> _INSTRUCTIONS TO FOLLOW_
Write out all of the entries that follow, word for word, but skip the pictures.

> _TASK INPUTS_
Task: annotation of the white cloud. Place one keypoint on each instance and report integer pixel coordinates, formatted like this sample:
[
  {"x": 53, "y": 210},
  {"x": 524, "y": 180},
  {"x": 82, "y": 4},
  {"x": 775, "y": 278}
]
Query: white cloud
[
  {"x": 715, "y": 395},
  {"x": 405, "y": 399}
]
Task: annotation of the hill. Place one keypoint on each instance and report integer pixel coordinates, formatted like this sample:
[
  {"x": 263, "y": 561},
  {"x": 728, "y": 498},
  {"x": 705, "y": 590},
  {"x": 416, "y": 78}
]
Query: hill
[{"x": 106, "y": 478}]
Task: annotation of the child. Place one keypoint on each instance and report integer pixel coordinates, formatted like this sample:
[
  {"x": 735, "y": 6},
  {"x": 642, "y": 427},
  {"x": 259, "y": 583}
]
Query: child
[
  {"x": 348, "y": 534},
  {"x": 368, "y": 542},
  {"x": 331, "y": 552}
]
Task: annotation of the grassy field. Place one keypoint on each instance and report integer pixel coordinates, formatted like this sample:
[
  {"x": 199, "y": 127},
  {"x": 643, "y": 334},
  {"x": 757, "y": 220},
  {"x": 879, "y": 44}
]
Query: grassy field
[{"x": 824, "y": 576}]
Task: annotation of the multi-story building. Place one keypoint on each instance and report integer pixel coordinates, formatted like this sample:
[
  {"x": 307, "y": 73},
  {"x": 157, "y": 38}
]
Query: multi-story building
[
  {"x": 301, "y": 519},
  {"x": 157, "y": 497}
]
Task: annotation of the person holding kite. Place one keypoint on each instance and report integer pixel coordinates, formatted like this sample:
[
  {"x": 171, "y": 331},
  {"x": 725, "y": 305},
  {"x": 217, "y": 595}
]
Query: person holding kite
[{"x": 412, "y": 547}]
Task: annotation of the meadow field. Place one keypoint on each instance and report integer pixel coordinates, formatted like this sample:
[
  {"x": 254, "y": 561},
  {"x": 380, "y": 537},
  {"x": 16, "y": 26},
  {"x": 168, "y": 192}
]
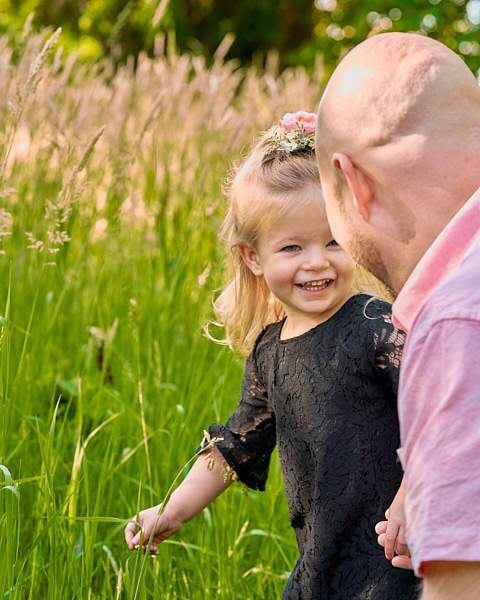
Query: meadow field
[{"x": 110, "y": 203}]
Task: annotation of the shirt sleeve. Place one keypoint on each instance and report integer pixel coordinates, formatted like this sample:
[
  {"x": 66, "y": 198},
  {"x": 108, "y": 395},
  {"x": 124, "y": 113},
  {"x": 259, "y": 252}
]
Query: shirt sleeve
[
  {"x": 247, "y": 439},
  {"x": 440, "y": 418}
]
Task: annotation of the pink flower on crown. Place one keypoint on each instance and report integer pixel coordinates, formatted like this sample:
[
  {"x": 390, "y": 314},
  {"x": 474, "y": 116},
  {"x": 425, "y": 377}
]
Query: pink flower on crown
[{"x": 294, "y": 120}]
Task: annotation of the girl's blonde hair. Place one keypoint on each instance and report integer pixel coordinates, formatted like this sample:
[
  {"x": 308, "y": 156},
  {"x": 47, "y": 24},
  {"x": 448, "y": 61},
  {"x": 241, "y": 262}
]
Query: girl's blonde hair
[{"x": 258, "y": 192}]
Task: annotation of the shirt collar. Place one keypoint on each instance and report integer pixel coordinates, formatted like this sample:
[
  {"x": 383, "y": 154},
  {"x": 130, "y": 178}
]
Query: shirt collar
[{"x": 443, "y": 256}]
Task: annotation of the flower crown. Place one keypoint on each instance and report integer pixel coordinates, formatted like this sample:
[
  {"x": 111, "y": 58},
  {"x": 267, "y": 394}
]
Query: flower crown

> _RIGHT ANSWER_
Task: annotation of the white cloud. Place one keypoint on each instance and report integer pixel coordinates, formatted like this sample:
[
  {"x": 53, "y": 210},
  {"x": 524, "y": 180},
  {"x": 82, "y": 4},
  {"x": 775, "y": 278}
]
Query: white cloud
[
  {"x": 715, "y": 395},
  {"x": 405, "y": 399}
]
Task: annotation of the hill. Place one keypoint on each instance and report integer pixel coordinates, formatted like this sample:
[
  {"x": 263, "y": 561},
  {"x": 728, "y": 498},
  {"x": 705, "y": 590},
  {"x": 416, "y": 78}
]
Query: hill
[{"x": 106, "y": 478}]
Task: annotation of the child. Place one keypoint on each instance and report integer pixel coordinates, formatted like this sample:
[
  {"x": 735, "y": 6},
  {"x": 642, "y": 427},
  {"x": 259, "y": 583}
]
Query: child
[
  {"x": 348, "y": 534},
  {"x": 368, "y": 542},
  {"x": 331, "y": 552}
]
Task: annotation of the grassy field. Place one keypoint on each instance and report integer pixel coordinates, formatted like this sample:
[
  {"x": 199, "y": 127},
  {"x": 643, "y": 334},
  {"x": 757, "y": 220},
  {"x": 879, "y": 44}
]
Query: grassy field
[{"x": 824, "y": 576}]
Task: annotation of the multi-story building. Place one keypoint on each instance and report integer pixel coordinates, formatted like this sample:
[
  {"x": 307, "y": 73},
  {"x": 157, "y": 38}
]
Query: multi-story building
[
  {"x": 301, "y": 519},
  {"x": 157, "y": 497}
]
Task: annotation of the person holding kite. Place one keypoint on each instance and report integer pixel coordinates, formatted like this sample:
[
  {"x": 171, "y": 331},
  {"x": 725, "y": 305},
  {"x": 217, "y": 595}
]
Query: person holding kite
[{"x": 412, "y": 547}]
Task: annotation of the meadow field. Place one keypoint on each instance and report integer pixel coordinates, formatted like this sample:
[
  {"x": 254, "y": 561},
  {"x": 380, "y": 537},
  {"x": 16, "y": 26},
  {"x": 168, "y": 192}
]
Query: meadow field
[{"x": 110, "y": 203}]
Task: annotation of the shirt sleeve. Place one keypoint on each instance and report integer pixel coordinates, formatted like this sample:
[
  {"x": 66, "y": 198},
  {"x": 108, "y": 395},
  {"x": 124, "y": 113},
  {"x": 259, "y": 252}
]
Query: shirt sleeve
[
  {"x": 247, "y": 439},
  {"x": 440, "y": 418}
]
Task: annotation of the pink flower on crown. Place one keypoint on each instance and report integer pixel coordinates, formatted like this sample:
[
  {"x": 390, "y": 314},
  {"x": 474, "y": 116},
  {"x": 425, "y": 377}
]
Query: pink flower on crown
[{"x": 294, "y": 120}]
Task: annotation of the girl's blonde hair. Place one keypoint on each instance and report integer pixel coordinates, formatted like this sample:
[
  {"x": 308, "y": 156},
  {"x": 47, "y": 24},
  {"x": 448, "y": 61},
  {"x": 241, "y": 262}
]
Query: girl's blonde hair
[{"x": 258, "y": 192}]
Task: annotation of the shirt collar. Place one keypoint on each instance and report integer pixel coordinates, formatted like this sample:
[
  {"x": 383, "y": 154},
  {"x": 130, "y": 178}
]
Query: shirt collar
[{"x": 443, "y": 256}]
Task: annotation of the flower crown. Place one keypoint on each instance and report integer pixel coordinates, formatted like this sample:
[
  {"x": 111, "y": 58},
  {"x": 267, "y": 394}
]
Query: flower crown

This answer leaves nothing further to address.